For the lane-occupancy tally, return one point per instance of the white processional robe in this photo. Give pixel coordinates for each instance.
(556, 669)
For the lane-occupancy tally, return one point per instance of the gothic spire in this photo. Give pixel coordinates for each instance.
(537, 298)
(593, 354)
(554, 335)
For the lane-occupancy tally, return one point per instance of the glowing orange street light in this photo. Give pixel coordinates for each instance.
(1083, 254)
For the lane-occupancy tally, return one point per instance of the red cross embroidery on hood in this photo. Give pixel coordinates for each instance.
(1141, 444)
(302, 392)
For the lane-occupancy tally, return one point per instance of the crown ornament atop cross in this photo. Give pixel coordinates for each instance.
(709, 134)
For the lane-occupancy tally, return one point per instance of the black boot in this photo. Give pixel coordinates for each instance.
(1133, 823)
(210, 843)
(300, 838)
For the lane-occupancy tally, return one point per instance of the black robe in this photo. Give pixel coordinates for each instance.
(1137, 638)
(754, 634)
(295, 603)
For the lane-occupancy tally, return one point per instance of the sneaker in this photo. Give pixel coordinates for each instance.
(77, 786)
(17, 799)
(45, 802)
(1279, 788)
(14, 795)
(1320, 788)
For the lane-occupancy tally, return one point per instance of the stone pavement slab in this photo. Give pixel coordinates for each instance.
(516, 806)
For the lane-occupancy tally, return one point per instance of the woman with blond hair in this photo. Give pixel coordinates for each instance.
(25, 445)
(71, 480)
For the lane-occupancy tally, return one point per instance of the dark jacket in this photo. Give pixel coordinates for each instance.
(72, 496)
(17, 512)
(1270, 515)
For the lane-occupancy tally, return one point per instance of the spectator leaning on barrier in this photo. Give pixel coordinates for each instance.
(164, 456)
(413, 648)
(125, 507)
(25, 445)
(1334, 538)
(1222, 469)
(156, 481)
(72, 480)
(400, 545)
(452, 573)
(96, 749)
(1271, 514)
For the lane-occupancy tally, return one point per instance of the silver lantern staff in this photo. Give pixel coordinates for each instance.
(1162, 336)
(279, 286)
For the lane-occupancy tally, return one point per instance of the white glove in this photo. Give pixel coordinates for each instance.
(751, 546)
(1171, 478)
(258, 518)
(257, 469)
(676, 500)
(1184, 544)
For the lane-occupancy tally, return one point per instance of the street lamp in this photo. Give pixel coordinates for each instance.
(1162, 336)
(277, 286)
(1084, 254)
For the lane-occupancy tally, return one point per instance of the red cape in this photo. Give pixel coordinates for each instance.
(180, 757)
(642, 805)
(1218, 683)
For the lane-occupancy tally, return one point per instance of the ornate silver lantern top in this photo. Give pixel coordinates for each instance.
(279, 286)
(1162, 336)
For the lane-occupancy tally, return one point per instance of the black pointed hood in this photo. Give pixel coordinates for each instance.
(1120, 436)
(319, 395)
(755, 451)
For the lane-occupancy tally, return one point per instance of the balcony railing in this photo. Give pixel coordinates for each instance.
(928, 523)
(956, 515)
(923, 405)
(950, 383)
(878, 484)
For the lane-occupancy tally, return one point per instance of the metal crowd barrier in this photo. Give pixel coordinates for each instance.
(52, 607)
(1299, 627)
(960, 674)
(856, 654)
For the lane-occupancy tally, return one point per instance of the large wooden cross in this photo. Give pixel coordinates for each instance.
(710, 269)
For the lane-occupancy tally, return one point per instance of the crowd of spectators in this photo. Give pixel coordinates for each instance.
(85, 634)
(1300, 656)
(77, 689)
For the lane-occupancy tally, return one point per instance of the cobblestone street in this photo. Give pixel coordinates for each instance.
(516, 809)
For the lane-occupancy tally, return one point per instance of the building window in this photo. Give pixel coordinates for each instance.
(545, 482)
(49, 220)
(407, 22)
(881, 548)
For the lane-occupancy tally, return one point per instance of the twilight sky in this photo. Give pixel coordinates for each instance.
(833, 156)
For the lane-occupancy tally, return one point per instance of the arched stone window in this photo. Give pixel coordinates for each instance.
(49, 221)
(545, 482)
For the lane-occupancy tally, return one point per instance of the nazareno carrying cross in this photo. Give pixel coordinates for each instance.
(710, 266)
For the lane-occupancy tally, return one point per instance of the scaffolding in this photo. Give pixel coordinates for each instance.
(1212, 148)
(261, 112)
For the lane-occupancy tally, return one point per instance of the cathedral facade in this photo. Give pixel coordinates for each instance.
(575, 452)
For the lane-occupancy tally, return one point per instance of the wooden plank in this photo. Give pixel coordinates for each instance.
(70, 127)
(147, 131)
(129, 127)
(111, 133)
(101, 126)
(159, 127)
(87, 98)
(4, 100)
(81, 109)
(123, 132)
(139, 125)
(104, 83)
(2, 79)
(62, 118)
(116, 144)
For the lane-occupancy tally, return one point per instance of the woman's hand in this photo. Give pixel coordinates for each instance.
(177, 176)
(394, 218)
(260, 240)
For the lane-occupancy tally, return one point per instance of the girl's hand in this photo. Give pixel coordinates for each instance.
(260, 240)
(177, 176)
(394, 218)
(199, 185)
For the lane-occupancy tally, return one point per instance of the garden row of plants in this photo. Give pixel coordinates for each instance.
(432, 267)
== == ==
Nothing may be left out: return each entry exactly as it reads.

**Complete response:**
For the lane-occupancy tally, return one point per instance of the white processional robe in this photo. Give pixel coordinates for each instance.
(556, 669)
For the lane-occupancy tally, return one point per instance of the gothic spire in this photo. Give pixel coordinates for each instance.
(537, 298)
(593, 354)
(554, 335)
For the lane-occupancy tally, return one point per instance of the glowing orange street light in this photo. Give pixel coordinates for each instance.
(1083, 254)
For the lane-occupancy tally, return one point per instance of the red cross embroidery on hood in this photo. Give pixel coordinates for each instance.
(1141, 444)
(302, 392)
For the lane-occupancy tally, return one point per instance of the crown ornament atop cross in this photo. Give pixel coordinates for each instance.
(709, 134)
For the lane-occupancy tally, return one point per instance of the black boot in this photo. Give pixel coordinates for each instance.
(1133, 823)
(210, 843)
(300, 838)
For the lane-occupancy tally, return one point per instance of the black robe in this photo. Give pixel coordinates for each instance.
(1137, 638)
(754, 634)
(295, 603)
For the lane-occupancy tally, return one point per instance of the sneaker in this photo. Give pixel coordinates for each instance.
(77, 786)
(17, 799)
(45, 802)
(1279, 788)
(14, 795)
(1320, 788)
For the lane-occupancy tally, return one point per instance of the stone pavement slab in this photo. Give pixel coordinates for each instance.
(516, 806)
For the lane-occupancy tally, return one point per instance of the woman with blond hair in this photo. Give pixel coordinates for each instance.
(25, 445)
(71, 480)
For the lane-occupancy tally, return one point per instance of the dark jacket in this photo. Give pixel coordinates for each instance.
(72, 496)
(17, 512)
(1270, 515)
For the lane-occupancy tally, return one point per instance of the spectator leaning on barrier in this photo. Give pixel coordinates for each instance.
(164, 456)
(413, 648)
(125, 507)
(25, 445)
(1334, 538)
(1222, 469)
(156, 481)
(72, 480)
(400, 545)
(452, 573)
(96, 749)
(1271, 514)
For the lane-occupancy tally, return one point per instance of the silver lantern staff in this photo. Give pixel coordinates for each instance.
(1162, 336)
(279, 286)
For the lane-occupancy tally, return one point per instance of the white glove in this photo. Give pixel coordinates for each instance.
(751, 546)
(1171, 478)
(258, 518)
(257, 469)
(676, 500)
(1184, 544)
For the lane-occupancy tally, return one point per instance of the street lamp in this photo. Give pixel coordinates for each instance.
(1162, 336)
(277, 286)
(1084, 254)
For the lane-occupancy tally, return one point per instance of the red cape in this photo. Give pixel coordinates for each instance.
(180, 757)
(642, 805)
(1218, 683)
For the lane-occupancy tally, return one point per instance of the ornate silver lantern top in this photo. Give pixel coordinates for each instance.
(279, 286)
(1162, 336)
For the lane-occupancy tally, return one point per instance of the black pointed hood in this photo. Give pixel coordinates for each instance.
(1120, 436)
(319, 395)
(755, 451)
For the lane-occupancy tally, return one point per instance of the balcony railing in this photo. Give pixel coordinates for each instance.
(928, 523)
(956, 515)
(923, 405)
(950, 383)
(878, 484)
For the lane-occupancy tally, return one point per instance of the metal crowd barrier in this photo. Give pixel coordinates for each instance.
(52, 607)
(1299, 627)
(960, 674)
(856, 654)
For the lane-occupancy tally, return one point per instance of the large wooden cross in this photo. Give pixel coordinates for each instance.
(710, 269)
For the lane-occupancy tally, return one point per instance of the crowd of spectators in this photo. Give pixel coordinates for each instance.
(85, 634)
(1300, 656)
(77, 689)
For the lane-occupancy tally, return one point per instance of the cobblestone street in this photo. Give pixel coordinates for each instance.
(516, 809)
For the lane-occupancy tally, return one point per instance of the building window in this photo. Give pixel coordinates for each instance.
(545, 482)
(49, 220)
(407, 22)
(881, 548)
For the lane-occupancy tally, return one point per instance of the twilight sky in this photo. Give pixel coordinates for each instance.
(833, 156)
For the lane-occupancy tally, return one point per instance of the arched stone window in this photo. Give pixel coordinates for each instance.
(49, 221)
(545, 482)
For the lane-occupancy tally, return one point per instance of the nazareno carrying cross in this photo. Give pixel coordinates for each instance.
(710, 266)
For the lane-occupancy tally, return one point per instance of the scaffolding in this photo. Give pixel coordinates for each instance.
(1212, 148)
(261, 112)
For the lane-occupancy tally, return one point per instance of the cathedral facade in this photo. Give pixel coordinates for each instance.
(575, 452)
For the lane-occupancy tally, return one point per instance of the wooden plank in this photo. Give pixel coordinates for each instance.
(70, 127)
(147, 131)
(129, 127)
(111, 133)
(101, 126)
(159, 127)
(87, 98)
(4, 100)
(81, 109)
(123, 132)
(139, 125)
(104, 83)
(2, 79)
(62, 118)
(116, 144)
For the lane-occupancy tally, return one point per instance of the woman's hand in this photo. Give pixel coordinates for each instance.
(177, 176)
(394, 218)
(260, 240)
For the lane-occupancy tally, return one point per instance of the girl's hand in this photo. Give pixel coordinates for each instance.
(260, 240)
(177, 176)
(394, 218)
(199, 185)
For the lane-occupancy tally, return one point per instance of the garden row of plants in this photo. Give pixel coordinates for each instance.
(432, 267)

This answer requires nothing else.